[TEXT FOR ANALYSIS — start]

We cannot believe, however, that all axioms are created equal: if someone maintains as a matter of ‘fact’ that one times one is two, we cannot accept that the axioms underlying such a claim are as factual as our own.

Inherent to this notion of rationality and facts is the very impossibility of different facts: as soon as Kellyanne Conway brought “alternative facts” into the public lexicon, Chuck Todd responded: “Look, alternative facts are not facts. They're falsehoods.” 

Logical rationality, committed to the principle of non-contradiction, cannot tolerate incompatible ‘alternatives’ to its axiomatic facts, and whoever at an axiomatic level treats non-facts as facts must be callously denying what is supposed to be universally and immediately true to all rational people.

This concept of rationality leads us, therefore, to the conclusion that some people simply are not being rational if they believe non-facts to be fact. 

Separating reason and unreason

On this view, the problem of social and epistemic fragmentation seems intractable: not only can it precipitate the kinds of political crises we’ve described where people driven by non-facts turn against those driven by facts (or other contrary non-facts), but also these sects of ‘irrational’ people could never be persuaded by rational argument over to the side of facts.

Worse still, if people can believe they’re being rational when they’re not, then they have reason to take this very same attitude with respect to their own ‘rational’ beliefs: whosoever does not believe what they believe must, at some level, be persistently and irresponsibly irrational, so they cannot expect any benefit from attempting rational deliberation with such a person. 

Any self-styled rational thinker thus has reason to only engage in rational discourse with those people they take to be rational. 

In many cases, it may not even be too adventurous to say that every ideological silo takes itself to be the only rational one amid an irrational world.  But is this tendency to self-select against ‘irrational’ actors not just self-siloing into political enclaves and echo chambers?

As much as we regret the increasing fragmentation of what is taken to be facts, what I have endeavored to show here is how it can be brought about through the well-meaning deployment of the very concept of rationality and responsibility to the facts. 

Reconciling rationality

For this reason, it seems crucial for us to reevaluate what exactly we expect from each other when talking about facts. 

If healing the divides between epistemic enclaves is to be possible at all, we have to reexamine our commitments regarding facts and rationality, especially what we owe to those who believe with the conviction of fact what we know to be the contrary.

[TEXT FOR ANALYSIS — finish]
[EXTRACTED DATA — start]

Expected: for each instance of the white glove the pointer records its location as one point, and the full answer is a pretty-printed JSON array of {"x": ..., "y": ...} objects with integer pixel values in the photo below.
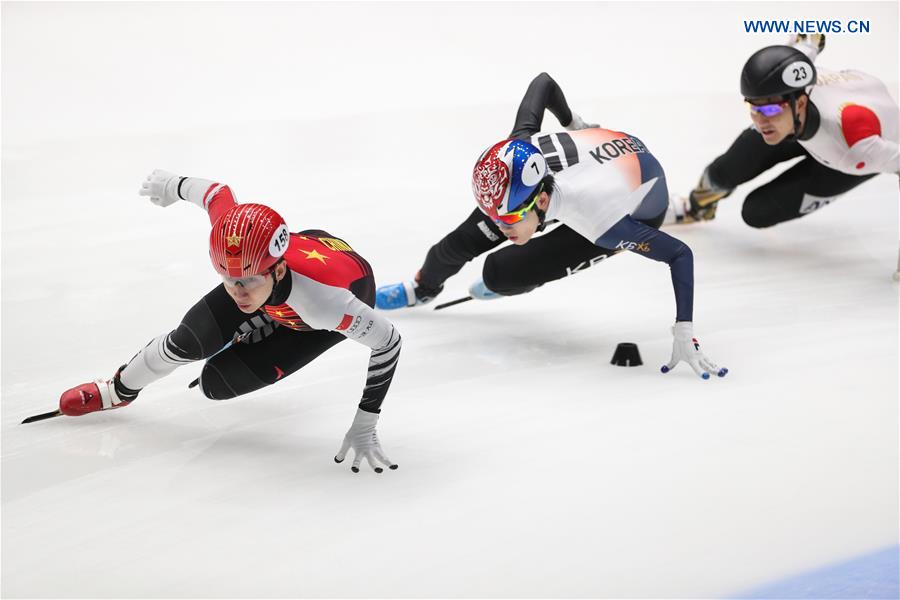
[
  {"x": 578, "y": 123},
  {"x": 809, "y": 44},
  {"x": 162, "y": 187},
  {"x": 363, "y": 438},
  {"x": 686, "y": 348}
]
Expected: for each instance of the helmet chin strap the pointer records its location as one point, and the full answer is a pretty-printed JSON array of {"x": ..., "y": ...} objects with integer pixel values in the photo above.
[
  {"x": 792, "y": 102},
  {"x": 542, "y": 217}
]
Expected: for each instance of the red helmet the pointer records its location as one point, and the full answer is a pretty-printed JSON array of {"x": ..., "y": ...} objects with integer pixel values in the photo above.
[{"x": 247, "y": 240}]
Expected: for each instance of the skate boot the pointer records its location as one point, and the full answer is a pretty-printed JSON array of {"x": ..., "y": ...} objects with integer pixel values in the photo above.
[
  {"x": 700, "y": 205},
  {"x": 97, "y": 395},
  {"x": 404, "y": 294}
]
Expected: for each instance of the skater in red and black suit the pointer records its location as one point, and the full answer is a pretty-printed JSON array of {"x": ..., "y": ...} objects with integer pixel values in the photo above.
[{"x": 285, "y": 298}]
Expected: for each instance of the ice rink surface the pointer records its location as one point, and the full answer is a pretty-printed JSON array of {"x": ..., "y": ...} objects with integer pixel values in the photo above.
[{"x": 529, "y": 466}]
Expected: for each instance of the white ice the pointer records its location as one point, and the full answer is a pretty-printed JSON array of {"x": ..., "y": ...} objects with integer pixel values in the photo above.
[{"x": 529, "y": 466}]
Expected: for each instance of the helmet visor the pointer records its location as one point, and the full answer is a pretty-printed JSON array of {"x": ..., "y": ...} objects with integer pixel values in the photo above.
[
  {"x": 248, "y": 283},
  {"x": 767, "y": 110},
  {"x": 519, "y": 215}
]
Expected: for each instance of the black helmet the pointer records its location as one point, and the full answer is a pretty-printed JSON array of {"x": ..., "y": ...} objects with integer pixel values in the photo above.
[{"x": 777, "y": 71}]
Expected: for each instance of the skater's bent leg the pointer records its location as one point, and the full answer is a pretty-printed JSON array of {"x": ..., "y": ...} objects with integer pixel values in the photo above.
[
  {"x": 243, "y": 368},
  {"x": 519, "y": 269},
  {"x": 203, "y": 331}
]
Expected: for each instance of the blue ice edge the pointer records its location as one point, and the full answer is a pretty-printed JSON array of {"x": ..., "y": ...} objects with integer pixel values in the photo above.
[{"x": 871, "y": 576}]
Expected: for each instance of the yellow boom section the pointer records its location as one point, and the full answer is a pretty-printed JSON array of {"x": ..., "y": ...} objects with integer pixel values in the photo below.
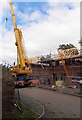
[{"x": 22, "y": 60}]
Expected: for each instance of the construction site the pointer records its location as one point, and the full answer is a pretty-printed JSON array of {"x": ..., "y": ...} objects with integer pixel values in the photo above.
[{"x": 49, "y": 85}]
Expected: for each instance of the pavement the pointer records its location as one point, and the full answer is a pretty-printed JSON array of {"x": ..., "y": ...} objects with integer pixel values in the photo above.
[{"x": 64, "y": 90}]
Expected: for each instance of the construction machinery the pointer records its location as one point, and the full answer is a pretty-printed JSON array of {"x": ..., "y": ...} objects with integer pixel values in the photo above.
[{"x": 23, "y": 67}]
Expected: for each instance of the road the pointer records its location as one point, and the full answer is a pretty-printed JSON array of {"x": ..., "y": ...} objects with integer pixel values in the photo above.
[{"x": 56, "y": 105}]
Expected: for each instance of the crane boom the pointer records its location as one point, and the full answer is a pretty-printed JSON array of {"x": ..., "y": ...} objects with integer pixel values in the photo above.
[{"x": 22, "y": 59}]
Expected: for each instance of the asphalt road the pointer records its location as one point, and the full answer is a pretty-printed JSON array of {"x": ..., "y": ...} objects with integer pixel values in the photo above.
[{"x": 56, "y": 105}]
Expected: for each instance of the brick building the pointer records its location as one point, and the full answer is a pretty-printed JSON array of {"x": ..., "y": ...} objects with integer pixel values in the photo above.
[{"x": 53, "y": 69}]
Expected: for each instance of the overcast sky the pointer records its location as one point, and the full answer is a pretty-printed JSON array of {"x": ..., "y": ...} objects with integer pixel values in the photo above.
[{"x": 45, "y": 25}]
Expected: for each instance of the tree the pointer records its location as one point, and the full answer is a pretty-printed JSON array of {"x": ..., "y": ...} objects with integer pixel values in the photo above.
[{"x": 67, "y": 46}]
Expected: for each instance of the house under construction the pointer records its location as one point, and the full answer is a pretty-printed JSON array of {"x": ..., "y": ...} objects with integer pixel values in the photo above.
[{"x": 51, "y": 69}]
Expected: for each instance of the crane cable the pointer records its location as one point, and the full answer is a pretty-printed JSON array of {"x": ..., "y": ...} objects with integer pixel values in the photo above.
[{"x": 6, "y": 21}]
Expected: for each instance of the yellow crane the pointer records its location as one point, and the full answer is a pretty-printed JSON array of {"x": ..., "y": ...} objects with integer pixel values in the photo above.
[{"x": 23, "y": 64}]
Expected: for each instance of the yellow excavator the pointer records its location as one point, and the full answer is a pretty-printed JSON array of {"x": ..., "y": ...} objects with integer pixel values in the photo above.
[{"x": 23, "y": 67}]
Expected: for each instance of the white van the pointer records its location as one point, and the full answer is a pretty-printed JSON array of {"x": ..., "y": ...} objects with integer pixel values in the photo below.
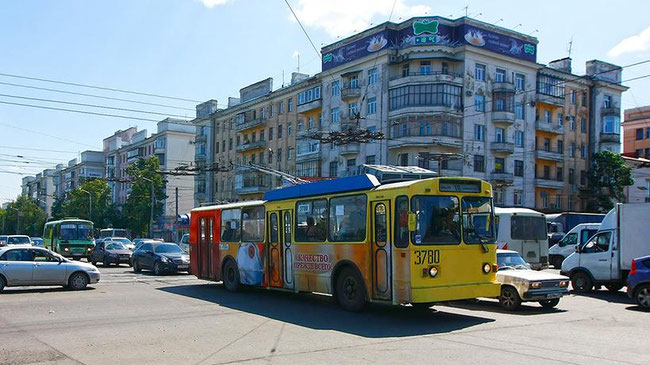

[EXTRACTED DATA — finish]

> **WORK INSTRUCTIONS**:
1. In the essay on rationality and facts, how did Chuck Todd respond after Kellyanne Conway introduced "alternative facts"?
2. Which distinct words does the essay on rationality and facts set off in single quotation marks?

> **SOLUTIONS TO EACH TASK**:
1. He said, "Look, alternative facts are not facts. They're falsehoods."

2. fact, alternatives, irrational, rational